Por órdenes médicas, debo limitar mis pensamientos futuristas y definir internamente, a cada instante, lo que es realidad presente, imaginación o pensamiento. Ante patológicas tribulaciones, la psique se ha refugiado en la presentificación. Prevenida de evitar el inquietante futuro por sanidad mental e incompatibilidad con un hoy absurdamente evanescente, me volví experta en integrar el pasado en el presente como la realidad misma, moldeándolo, manipulándolo y convirtiéndolo en una dimensión atemporal habitable a voluntad y maleable hasta el cansancio. El resquicio más seguro es la memoria de una infancia apacible, alegre, inocente e incauta, que hoy me salva como habitáculo de paz y calma. 

Jean-François Lyotard percibió a este tiempo, aquejado por la condición postmoderna, como inhumanizante. La razón y, agregaría yo, la hiperproductividad exigida por los grandes capitales que dan cuerda a la engañosa lógica del progreso, han anulado lo propio de lo humano: el disentimiento, lo diverso y la metáfora. Sentir diferente, andar por caminos otros, hacer poesía. Las tres anuladas, prohibidas, vistas no sólo como excéntricas sino incluso peligrosas, tienen en común el hecho de requerir del tiempo de la contemplación: detenerse en un presente ocioso, improductivo, sin consumo externo alguno, libre y prolongado, que no deba enlazarse rápidamente a un futuro incierto y, por lo tanto, que sea oscuro. Esa oscuridad que suele colmarse con el miedo devorador de la ansiedad.

= = =

- **Tus tareas**:
a – Reescribe el texto de estudio desde "Por órdenes médicas, debo" hasta "paz y calma.", reemplazando "infancia" por "juventud".
b – Enumera los adjetivos con los que el texto de estudio describe la infancia.
Las filas son material independiente del texto de estudio.

- **Sección de datos**:
= = =

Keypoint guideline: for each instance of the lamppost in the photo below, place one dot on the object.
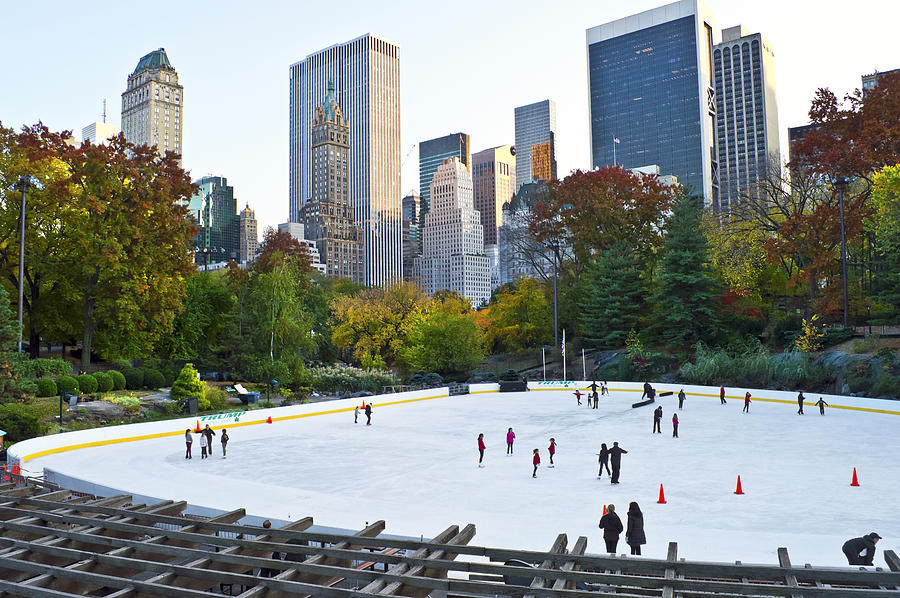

= = =

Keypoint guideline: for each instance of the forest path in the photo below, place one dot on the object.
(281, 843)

= = =

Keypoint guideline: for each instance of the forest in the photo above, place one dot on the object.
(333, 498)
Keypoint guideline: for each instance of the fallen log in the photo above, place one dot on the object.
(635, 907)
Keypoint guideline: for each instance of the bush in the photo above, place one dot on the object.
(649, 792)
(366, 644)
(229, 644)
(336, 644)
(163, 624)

= = =

- **Resultados por tarea**:
a –
Por órdenes médicas, debo limitar mis pensamientos futuristas y definir internamente, a cada instante, lo que es realidad presente, imaginación o pensamiento. Ante patológicas tribulaciones, la psique se ha refugiado en la presentificación. Prevenida de evitar el inquietante futuro por sanidad mental e incompatibilidad con un hoy absurdamente evanescente, me volví experta en integrar el pasado en el presente como la realidad misma, moldeándolo, manipulándolo y convirtiéndolo en una dimensión atemporal habitable a voluntad y maleable hasta el cansancio. El resquicio más seguro es la memoria de una juventud apacible, alegre, inocente e incauta, que hoy me salva como habitáculo de paz y calma.

b – apacible, alegre, inocente, incauta